EXERCISE DIRECTIONS
Everything from the line with "Keypoint placement rule: for each instance of the long dark" down to the last line of the material below must be written out exactly. Leave out all other lines.

SUPPLIED DATA
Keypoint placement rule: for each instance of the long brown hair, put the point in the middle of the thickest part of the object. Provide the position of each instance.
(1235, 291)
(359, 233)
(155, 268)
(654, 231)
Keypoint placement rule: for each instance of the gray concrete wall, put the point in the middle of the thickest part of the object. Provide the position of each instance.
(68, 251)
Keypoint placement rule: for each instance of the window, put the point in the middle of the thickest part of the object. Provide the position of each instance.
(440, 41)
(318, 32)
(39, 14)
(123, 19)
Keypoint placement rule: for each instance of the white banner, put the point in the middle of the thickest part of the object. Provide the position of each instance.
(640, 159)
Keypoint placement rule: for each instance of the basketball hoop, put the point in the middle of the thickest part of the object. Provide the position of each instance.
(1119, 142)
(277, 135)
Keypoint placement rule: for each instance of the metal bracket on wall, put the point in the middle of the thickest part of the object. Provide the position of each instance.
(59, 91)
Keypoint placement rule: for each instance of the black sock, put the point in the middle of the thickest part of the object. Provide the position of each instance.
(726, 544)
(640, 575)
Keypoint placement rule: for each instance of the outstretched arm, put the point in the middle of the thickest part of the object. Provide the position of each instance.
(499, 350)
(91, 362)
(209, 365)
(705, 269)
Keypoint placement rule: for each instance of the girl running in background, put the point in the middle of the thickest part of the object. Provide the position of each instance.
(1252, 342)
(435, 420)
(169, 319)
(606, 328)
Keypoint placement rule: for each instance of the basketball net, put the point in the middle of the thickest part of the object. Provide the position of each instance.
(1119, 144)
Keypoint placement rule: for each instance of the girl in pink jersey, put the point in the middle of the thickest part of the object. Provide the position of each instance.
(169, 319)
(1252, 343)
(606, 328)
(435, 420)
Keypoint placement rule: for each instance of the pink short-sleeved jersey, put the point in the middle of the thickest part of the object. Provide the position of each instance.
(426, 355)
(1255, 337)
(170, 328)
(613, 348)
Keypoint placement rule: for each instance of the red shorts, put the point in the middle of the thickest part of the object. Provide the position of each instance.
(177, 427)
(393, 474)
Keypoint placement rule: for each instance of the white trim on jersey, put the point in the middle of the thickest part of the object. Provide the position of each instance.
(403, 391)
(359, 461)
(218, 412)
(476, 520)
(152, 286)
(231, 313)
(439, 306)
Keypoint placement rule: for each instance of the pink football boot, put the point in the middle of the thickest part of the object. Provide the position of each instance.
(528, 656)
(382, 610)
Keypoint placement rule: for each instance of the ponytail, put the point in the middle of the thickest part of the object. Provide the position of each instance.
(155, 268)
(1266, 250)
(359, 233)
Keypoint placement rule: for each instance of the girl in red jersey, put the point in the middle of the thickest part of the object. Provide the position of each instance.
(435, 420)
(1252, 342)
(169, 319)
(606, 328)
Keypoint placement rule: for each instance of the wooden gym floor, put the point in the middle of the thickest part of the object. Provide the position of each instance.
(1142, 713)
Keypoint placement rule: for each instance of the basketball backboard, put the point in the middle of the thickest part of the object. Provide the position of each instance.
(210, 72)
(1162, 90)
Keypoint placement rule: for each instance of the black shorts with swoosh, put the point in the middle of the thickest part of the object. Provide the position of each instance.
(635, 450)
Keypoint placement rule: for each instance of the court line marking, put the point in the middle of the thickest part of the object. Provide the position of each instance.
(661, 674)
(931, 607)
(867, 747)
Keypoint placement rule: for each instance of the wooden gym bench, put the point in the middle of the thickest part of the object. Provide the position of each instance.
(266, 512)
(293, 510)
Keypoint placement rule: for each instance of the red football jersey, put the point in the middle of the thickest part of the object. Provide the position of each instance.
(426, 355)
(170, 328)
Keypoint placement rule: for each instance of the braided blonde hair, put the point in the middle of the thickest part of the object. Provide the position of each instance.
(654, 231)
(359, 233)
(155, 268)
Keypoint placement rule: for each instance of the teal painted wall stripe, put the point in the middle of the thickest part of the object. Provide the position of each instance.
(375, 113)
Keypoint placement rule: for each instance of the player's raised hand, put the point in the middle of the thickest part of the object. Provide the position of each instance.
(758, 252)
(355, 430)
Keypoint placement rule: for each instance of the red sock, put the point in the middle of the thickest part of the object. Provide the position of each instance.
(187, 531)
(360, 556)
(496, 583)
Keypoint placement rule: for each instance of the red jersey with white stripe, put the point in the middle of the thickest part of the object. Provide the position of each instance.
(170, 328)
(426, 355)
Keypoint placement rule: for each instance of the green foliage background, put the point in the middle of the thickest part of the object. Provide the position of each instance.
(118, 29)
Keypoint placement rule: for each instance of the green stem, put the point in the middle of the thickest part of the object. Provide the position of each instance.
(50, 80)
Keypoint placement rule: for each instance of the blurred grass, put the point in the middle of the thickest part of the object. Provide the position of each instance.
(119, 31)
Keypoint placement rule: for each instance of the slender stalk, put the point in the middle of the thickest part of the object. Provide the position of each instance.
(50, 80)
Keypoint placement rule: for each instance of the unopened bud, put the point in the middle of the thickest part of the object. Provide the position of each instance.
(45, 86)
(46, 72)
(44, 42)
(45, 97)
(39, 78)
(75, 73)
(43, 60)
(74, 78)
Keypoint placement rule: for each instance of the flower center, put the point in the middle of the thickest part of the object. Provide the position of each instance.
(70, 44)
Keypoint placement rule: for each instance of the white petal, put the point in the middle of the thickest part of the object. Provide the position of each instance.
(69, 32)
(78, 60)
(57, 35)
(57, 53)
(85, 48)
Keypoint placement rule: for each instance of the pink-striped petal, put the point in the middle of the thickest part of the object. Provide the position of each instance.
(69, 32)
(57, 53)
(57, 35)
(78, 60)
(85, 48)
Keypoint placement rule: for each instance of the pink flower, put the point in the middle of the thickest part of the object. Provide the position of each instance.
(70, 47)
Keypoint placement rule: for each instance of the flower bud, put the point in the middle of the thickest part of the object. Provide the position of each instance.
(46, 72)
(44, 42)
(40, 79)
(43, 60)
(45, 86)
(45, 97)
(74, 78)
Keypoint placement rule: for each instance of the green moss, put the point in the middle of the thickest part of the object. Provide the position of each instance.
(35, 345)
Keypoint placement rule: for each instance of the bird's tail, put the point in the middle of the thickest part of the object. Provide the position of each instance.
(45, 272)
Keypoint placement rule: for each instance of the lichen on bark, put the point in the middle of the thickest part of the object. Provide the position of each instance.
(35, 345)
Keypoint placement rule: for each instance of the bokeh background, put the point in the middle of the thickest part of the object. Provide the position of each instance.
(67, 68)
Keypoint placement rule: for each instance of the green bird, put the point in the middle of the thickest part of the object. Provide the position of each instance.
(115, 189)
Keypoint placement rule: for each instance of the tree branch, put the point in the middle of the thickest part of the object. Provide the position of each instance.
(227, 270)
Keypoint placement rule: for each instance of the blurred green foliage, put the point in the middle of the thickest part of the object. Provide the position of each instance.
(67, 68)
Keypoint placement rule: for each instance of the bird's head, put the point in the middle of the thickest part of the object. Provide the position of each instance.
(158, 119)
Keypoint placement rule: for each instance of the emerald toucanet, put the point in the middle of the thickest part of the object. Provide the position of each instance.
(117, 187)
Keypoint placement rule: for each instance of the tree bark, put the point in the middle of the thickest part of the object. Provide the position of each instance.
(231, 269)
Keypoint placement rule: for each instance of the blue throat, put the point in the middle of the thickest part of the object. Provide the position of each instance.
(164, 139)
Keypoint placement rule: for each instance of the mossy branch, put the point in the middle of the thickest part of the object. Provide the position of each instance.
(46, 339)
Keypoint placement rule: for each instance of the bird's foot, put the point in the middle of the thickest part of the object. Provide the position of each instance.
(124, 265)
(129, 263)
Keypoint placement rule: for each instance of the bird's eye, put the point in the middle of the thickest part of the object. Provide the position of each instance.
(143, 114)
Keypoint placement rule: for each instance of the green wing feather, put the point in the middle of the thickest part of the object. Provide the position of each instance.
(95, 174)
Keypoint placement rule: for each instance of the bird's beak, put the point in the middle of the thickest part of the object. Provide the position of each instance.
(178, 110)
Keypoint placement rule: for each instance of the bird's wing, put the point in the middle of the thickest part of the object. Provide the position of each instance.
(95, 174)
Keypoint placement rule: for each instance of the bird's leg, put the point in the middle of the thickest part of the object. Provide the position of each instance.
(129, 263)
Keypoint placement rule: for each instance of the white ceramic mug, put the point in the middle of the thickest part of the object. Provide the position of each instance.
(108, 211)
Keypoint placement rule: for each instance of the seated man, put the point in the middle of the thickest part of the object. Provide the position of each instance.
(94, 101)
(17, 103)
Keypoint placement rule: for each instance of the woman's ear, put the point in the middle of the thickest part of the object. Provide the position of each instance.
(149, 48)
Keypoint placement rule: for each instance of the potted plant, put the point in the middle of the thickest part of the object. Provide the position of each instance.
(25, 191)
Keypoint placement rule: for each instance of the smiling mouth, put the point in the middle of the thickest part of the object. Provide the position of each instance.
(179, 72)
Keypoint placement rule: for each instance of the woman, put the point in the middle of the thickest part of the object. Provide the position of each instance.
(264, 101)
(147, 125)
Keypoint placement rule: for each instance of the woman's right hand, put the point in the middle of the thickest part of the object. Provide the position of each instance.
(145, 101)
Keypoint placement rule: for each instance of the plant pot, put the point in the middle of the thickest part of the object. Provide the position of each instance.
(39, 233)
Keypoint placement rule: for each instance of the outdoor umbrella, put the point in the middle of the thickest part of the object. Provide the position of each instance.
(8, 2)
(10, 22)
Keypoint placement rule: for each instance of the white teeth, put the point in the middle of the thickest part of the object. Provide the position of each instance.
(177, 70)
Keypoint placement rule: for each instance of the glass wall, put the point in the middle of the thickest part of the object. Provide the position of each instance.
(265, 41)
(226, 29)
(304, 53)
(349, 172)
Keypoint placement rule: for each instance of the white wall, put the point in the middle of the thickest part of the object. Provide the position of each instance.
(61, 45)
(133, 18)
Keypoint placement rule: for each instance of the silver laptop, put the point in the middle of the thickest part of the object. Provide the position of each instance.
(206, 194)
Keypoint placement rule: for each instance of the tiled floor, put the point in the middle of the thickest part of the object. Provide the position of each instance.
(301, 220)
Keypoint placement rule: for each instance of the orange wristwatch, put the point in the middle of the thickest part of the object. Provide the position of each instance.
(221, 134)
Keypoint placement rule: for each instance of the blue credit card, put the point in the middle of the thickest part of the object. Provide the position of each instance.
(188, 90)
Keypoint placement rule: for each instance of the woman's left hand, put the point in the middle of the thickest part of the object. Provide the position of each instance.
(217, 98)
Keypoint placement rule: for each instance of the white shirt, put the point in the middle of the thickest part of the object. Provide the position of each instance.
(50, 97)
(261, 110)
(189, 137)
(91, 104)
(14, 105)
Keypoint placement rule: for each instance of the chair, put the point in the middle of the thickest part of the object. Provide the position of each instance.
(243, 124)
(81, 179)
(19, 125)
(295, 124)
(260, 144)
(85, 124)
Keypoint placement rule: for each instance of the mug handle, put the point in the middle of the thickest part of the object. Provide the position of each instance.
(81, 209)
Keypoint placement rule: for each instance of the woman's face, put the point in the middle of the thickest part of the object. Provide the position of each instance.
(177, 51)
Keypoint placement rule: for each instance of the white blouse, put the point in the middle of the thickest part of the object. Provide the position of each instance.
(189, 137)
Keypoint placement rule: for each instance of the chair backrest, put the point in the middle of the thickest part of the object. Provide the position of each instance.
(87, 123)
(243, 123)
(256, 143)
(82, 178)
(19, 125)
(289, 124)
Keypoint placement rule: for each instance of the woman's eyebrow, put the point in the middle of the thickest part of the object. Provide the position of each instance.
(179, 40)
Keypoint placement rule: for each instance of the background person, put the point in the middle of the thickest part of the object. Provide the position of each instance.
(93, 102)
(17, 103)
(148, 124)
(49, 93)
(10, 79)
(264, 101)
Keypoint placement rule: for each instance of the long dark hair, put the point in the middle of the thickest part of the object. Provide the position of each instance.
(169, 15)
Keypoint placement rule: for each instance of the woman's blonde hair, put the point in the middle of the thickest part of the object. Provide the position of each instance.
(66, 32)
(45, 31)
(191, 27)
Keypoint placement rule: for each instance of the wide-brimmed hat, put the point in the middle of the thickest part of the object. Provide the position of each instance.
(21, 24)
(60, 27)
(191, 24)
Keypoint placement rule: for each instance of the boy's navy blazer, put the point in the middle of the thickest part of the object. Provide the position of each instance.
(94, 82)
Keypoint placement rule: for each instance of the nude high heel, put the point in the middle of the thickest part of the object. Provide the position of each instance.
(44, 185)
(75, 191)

RESPONSE TO THIS TASK
Keypoint placement rule: for each instance of the long dark hair, put the point in the middle of the thickest part of the object. Provide the position of each instance.
(169, 15)
Keypoint placement rule: for each instance of the woman's blonde hair, put the point in the middle of the thickest part of the object. Provide the position of each instance.
(66, 32)
(45, 31)
(191, 27)
Keypoint placement rule: for each instance of the wide-brimmed hat, put the point in the middle of the thickest part of the object. Provide the position of each instance.
(21, 24)
(60, 27)
(191, 24)
Keypoint placement rule: for each instance of the boy's navy blazer, put the point in the middle of the thickest part of the object. Provide the position of each instance.
(94, 82)
Keypoint placement rule: for each instance of the nude high heel, put the point in the middle of the thickest part of the object. Provide the position of each instance.
(44, 185)
(75, 191)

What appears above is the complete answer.